>> START Data supplied
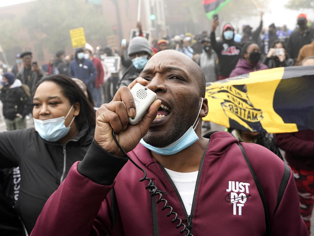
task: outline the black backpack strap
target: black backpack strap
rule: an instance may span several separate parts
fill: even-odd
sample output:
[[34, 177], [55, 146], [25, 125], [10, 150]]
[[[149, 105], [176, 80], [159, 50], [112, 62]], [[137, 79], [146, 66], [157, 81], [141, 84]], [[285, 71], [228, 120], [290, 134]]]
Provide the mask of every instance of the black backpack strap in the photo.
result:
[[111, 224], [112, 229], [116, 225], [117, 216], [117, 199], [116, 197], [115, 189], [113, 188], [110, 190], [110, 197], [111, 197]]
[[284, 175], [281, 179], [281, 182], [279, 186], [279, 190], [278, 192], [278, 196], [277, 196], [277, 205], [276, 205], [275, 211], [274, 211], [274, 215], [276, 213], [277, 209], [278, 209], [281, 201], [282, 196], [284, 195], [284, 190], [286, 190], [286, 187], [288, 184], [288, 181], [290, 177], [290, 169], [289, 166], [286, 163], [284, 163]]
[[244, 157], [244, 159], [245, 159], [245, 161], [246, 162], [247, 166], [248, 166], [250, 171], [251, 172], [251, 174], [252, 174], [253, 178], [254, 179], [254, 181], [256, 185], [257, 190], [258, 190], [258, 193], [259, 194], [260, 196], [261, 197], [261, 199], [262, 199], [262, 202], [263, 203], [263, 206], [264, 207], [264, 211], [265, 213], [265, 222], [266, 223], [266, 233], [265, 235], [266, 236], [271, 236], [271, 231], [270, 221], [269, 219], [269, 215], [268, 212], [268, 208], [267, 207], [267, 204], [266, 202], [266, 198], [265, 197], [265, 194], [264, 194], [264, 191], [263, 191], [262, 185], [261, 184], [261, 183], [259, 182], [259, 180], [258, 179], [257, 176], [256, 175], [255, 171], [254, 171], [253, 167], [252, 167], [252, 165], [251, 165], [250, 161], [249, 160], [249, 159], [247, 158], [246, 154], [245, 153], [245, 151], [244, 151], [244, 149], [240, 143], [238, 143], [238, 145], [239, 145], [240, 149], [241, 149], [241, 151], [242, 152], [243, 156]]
>> END Data supplied
>> START Data supplied
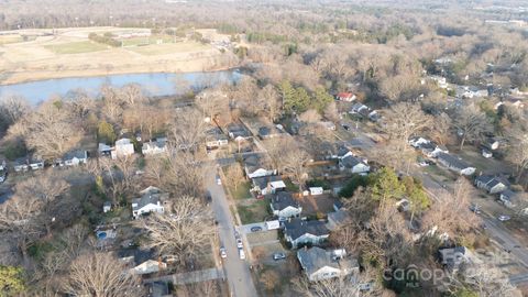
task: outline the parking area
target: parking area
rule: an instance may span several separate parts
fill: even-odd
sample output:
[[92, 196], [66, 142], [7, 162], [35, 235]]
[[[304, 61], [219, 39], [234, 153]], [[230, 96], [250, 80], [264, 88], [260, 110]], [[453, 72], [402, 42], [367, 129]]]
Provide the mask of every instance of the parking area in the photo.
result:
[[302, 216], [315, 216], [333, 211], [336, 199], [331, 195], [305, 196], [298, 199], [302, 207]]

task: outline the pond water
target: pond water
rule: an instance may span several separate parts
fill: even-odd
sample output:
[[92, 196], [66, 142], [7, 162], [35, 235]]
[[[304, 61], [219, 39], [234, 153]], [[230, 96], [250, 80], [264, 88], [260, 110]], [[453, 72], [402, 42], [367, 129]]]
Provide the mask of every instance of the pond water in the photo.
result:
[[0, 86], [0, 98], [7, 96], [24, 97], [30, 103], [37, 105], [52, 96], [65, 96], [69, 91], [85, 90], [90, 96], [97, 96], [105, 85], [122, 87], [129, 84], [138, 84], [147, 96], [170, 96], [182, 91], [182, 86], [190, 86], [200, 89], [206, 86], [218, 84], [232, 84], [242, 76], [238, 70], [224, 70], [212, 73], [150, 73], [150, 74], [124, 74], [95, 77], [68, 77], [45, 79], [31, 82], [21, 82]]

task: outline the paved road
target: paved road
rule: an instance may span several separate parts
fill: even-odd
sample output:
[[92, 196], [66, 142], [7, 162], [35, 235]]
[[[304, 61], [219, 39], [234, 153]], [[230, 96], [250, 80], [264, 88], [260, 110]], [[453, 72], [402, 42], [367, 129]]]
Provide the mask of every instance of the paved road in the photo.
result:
>> END Data supplied
>> START Data supplied
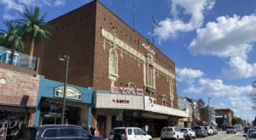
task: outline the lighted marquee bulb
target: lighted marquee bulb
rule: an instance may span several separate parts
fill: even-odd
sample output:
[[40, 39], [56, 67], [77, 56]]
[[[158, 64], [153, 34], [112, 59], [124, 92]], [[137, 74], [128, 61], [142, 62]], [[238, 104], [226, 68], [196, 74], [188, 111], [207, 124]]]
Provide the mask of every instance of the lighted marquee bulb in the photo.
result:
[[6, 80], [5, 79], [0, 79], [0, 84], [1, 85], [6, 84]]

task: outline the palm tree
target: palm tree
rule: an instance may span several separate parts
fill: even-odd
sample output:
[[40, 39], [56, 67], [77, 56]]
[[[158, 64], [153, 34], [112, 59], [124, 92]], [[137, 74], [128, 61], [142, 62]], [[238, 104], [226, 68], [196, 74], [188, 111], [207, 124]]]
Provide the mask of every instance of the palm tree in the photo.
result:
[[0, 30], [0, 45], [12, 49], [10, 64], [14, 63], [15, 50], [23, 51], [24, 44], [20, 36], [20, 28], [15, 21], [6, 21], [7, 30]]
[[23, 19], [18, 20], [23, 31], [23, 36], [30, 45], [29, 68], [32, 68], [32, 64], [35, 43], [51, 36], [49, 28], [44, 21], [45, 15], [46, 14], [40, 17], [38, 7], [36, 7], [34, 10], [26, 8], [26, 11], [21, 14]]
>> END Data supplied
Format everything above, from the line containing "task: outline the black backpack strap" down through the line containing "[[34, 177], [55, 146], [25, 125], [10, 150]]", as a JSON list of strings with one string per line, skipping any blank lines.

-- Correct answer --
[
  "task: outline the black backpack strap",
  "target: black backpack strap",
  "rule: an instance may span several separate parts",
  "fill: even-odd",
  "sample output:",
  "[[34, 177], [55, 146], [25, 125], [10, 150]]"
]